PROBLEMAS E TAREFAS =>
(1) Transcreva o texto sobre a Ataíja, começando em "Alguns casavam para" e seguindo até "de muito significativo.".
(2) Resuma em duas frases o texto sobre a Ataíja.

TRECHO FORNECIDO =>
Os artistas locais situavam-se em geral a este nível, tinham poucas terras que, aliás, pouco trabalhavam e ficavam a cargo da família e viviam, pobremente, do ofício(20) (ou ao contrário, viviam pobremente das escassas terras e tinham um complemento de rendimento nos trabalhos, ocasionais, próprios do ofício).

E havia o carreiro, Sabino Vigário que vivia de andar fora com a sua junta de vacas , a lavrar, ou a fazer transportes com o carro(22).

Para os mais pobres, os que tinham de aproveitar todas as oportunidades de andar fora, havia às vezes, sempre e apenas nas épocas das sementeiras e das colheitas, trabalho nas grandes quintas junto a Alcobaça(23), no Magalhães ou no Rino. O meu avô Agostinho tinha um problema suplementar: Era pai de cinco filhas e, naquele tempo, uma mulher ganhava no campo, metade da jorna(24) de um homem(25). Era, pois, preciso aproveitar tudo e por isso, as minhas tias muitas vezes percorreram a pé, duas vezes ao dia, com outras mulheres da aldeia, o caminho que vai da Ataíja até à quinta do Rino, à entrada de Alcobaça(26). À minha mãe que, antes de 1940, ainda não tinha idade para ganhar a jorna, competia partir mais tarde, levando à cabeça, num cesto de verga, o jantar das irmãs que a mãe, entretanto, tinha cozinhado.

Vivia-se então, na Ataíja, mal e porcamente(27) e a ilha que era a minha aldeia, como todas as ilhas, expulsava os que não podia sustentar(28).

Alguns casavam para fora, como o meu tio-avô António que vivia nos Milagres ou o José Matias que foi para os Olheiros e o irmão Manuel que foi para o Mogo, outros que foram para a Ataíja de Baixo ou os Casais de Santa Teresa. Mas o casamento também trouxe pessoas para a Ataíja e desconheço o saldo.

Houve alguma emigração para a América no princípio do Séc. XX(29) , alguns homens que foram sós, sem família e retornaram. Um meio-irmão da minha avó emigrou para a Argentina e por lá ficou e lá morreu velho. Curiosamente, que eu saiba, ninguém para o Brasil. Fora isso, mais uma pessoa ou duas, nada de muito significativo.

A emigração era, essencialmente sazonal: homens para a vindima na região do Bombarral(29), para a azeitona ou as ceifas em Lisboa(31), onde o meu tio António Sapatada foi, durante trinta e cinco anos seguidos, aumentador da enfardadeira do Zé dos Engraixados(32), a enfardar feno em Telheiras e arredores. Um rancho de mulheres ia para as ladroas e as vindimas no Ribatejo(33). Estas ausências da aldeia duravam, por vezes, bastante tempo chegando-se a ir, directamente, das vindimas no Bombarral para a azeitona em Lisboa(34).

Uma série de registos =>
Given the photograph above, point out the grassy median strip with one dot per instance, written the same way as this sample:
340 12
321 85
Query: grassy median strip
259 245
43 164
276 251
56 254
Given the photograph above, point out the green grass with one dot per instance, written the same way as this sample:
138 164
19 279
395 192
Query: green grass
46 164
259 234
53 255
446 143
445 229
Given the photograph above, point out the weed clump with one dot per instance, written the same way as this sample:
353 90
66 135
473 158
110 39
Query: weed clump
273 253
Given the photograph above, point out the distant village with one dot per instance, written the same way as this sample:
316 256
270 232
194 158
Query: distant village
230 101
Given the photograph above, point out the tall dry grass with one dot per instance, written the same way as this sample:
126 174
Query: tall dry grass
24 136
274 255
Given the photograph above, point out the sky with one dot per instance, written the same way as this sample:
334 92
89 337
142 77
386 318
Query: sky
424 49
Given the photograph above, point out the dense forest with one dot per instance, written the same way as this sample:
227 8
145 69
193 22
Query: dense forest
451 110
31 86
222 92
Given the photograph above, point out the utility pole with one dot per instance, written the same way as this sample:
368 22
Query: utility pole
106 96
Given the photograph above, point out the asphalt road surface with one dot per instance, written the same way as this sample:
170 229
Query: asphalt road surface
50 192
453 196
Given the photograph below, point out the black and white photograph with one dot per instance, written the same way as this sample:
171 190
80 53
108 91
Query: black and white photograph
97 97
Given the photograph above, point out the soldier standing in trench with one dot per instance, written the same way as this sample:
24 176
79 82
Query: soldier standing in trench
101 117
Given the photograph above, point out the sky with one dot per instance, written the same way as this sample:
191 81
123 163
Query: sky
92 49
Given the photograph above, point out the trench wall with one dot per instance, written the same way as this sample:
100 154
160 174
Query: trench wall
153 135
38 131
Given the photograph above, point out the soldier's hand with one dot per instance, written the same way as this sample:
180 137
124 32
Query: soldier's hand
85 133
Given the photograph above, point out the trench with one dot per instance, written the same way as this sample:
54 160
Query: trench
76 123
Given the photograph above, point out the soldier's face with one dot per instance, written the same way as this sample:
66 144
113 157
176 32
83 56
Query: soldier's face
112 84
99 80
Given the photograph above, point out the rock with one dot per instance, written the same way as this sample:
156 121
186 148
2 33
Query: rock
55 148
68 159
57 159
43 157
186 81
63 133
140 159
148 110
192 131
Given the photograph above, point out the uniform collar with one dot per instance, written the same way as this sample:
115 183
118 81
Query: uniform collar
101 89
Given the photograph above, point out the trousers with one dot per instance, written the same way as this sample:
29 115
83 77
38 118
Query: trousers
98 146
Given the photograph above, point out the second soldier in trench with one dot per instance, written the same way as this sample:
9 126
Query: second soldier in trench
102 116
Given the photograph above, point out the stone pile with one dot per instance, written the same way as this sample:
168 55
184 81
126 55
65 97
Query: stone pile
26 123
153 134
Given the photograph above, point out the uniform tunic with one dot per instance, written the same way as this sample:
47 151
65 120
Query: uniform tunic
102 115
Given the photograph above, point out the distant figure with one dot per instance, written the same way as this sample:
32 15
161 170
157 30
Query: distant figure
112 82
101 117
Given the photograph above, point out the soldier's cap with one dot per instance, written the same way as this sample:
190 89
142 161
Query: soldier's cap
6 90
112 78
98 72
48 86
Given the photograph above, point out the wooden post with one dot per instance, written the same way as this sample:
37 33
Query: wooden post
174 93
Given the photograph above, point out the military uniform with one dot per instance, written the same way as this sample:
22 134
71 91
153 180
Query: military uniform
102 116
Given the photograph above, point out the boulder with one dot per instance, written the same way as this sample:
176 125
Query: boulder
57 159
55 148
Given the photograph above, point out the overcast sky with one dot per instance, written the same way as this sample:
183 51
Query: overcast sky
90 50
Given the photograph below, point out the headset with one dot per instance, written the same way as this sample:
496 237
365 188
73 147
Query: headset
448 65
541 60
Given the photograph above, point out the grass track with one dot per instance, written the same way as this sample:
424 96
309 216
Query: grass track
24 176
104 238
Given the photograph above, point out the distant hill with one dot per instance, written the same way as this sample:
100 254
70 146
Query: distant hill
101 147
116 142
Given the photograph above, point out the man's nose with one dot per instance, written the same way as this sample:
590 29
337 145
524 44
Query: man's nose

RESPOSTAS POR ORDEM =>
(1)
Alguns casavam para fora, como o meu tio-avô António que vivia nos Milagres ou o José Matias que foi para os Olheiros e o irmão Manuel que foi para o Mogo, outros que foram para a Ataíja de Baixo ou os Casais de Santa Teresa. Mas o casamento também trouxe pessoas para a Ataíja e desconheço o saldo.

Houve alguma emigração para a América no princípio do Séc. XX(29) , alguns homens que foram sós, sem família e retornaram. Um meio-irmão da minha avó emigrou para a Argentina e por lá ficou e lá morreu velho. Curiosamente, que eu saiba, ninguém para o Brasil. Fora isso, mais uma pessoa ou duas, nada de muito significativo.

(2) Na Ataíja vivia-se pobremente, e os mais pobres aproveitavam o trabalho nas grandes quintas junto a Alcobaça nas épocas das sementeiras e das colheitas, onde uma mulher ganhava metade da jorna de um homem. A aldeia expulsava os que não podia sustentar: alguns casavam para fora, houve pouca emigração para a América e a Argentina, e a emigração era sobretudo sazonal, para as vindimas no Bombarral, a azeitona ou as ceifas em Lisboa e as ladroas e vindimas no Ribatejo.